### Data rows
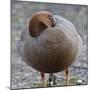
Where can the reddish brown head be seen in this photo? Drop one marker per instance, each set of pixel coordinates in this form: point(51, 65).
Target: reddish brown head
point(39, 22)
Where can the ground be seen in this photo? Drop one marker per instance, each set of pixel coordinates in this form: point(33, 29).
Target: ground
point(23, 76)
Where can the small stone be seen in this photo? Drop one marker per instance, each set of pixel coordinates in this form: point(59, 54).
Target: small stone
point(79, 82)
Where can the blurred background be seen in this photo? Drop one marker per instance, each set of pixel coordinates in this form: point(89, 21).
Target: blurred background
point(23, 76)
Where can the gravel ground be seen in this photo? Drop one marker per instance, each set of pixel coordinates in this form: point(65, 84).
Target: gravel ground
point(23, 76)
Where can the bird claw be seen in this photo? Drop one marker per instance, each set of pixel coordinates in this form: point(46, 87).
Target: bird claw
point(52, 80)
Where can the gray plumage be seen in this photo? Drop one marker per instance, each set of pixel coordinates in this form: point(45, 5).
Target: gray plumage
point(54, 49)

### What needs to be done
Lay out the full listing above as a two-column CSV with the headers input and output. Put each text and its point on one row, quote each field, replace line breaks with spaces, and omit the pictures.

### Solution to this exercise
input,output
"Where can the reddish brown head be seen in this photo? Drop one marker per instance, each set of pixel coordinates in this form: point(51, 65). Target: reddish brown head","point(39, 22)"
"Where can the ground be seen in this photo? Drop one marker per instance, each set of pixel coordinates in this form: point(33, 29). Target: ground","point(23, 76)"
"Where can the small stone be seen in this photo? Drop one marker per instance, each set of pixel coordinates in this form: point(59, 54). Target: small stone","point(79, 82)"
"Where can the blurred background be seen in this photo? Drop one marker per instance, each set of pixel coordinates in this form: point(89, 21). Target: blurred background","point(23, 76)"
"Where can the gravel ground be seen in this photo? Drop one marker per instance, each set of pixel coordinates in this form: point(65, 84). Target: gravel ground","point(23, 76)"
"Where can the bird claw be seen in this photo? Drop one marker per instance, each set of pixel coordinates in this form: point(46, 87). Target: bird claw","point(52, 80)"
"Where can the gray plumage be seen in this photo? Drop one marker per instance, each set of pixel coordinates in this form: point(45, 5). Target: gray plumage","point(54, 49)"